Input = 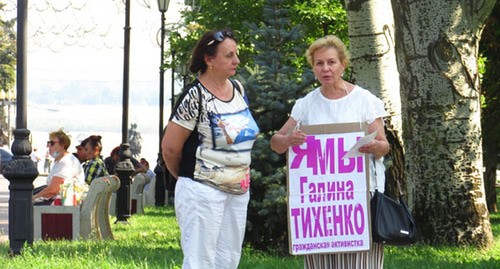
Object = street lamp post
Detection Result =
[158,0,170,149]
[3,0,38,255]
[115,0,134,224]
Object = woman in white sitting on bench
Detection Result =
[33,129,84,205]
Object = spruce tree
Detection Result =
[239,0,314,251]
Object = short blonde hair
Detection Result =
[306,35,351,68]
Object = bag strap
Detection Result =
[370,156,403,197]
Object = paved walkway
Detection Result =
[0,174,45,243]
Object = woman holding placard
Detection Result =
[271,36,390,268]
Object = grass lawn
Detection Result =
[0,201,500,269]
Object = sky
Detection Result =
[0,0,184,163]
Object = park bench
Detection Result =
[33,176,120,240]
[109,173,150,216]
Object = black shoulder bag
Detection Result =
[370,160,418,246]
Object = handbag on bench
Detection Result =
[370,159,418,246]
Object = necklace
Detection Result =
[342,81,349,96]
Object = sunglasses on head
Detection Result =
[47,140,59,147]
[207,31,233,46]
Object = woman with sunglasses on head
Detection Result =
[162,29,259,269]
[33,129,83,205]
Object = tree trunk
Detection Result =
[346,0,411,201]
[392,0,495,247]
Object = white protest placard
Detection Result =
[287,123,371,255]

PROBLEM REQUIREMENTS: Rewrite the part of the data that opens with the line containing "Object = sunglasses on head" and runs through the end, replacing "tree trunk" with "tree stem" and leaving everything else unchanged.

EXPECTED ANSWER:
Object = sunglasses on head
Detection Result =
[47,140,59,147]
[207,31,233,46]
Object = woman with sunglasses on head
Detection Result =
[162,29,259,269]
[33,129,83,205]
Object = tree stem
Detection Result =
[346,0,411,201]
[392,0,495,247]
Object = white protest placard
Detection Result =
[287,123,371,255]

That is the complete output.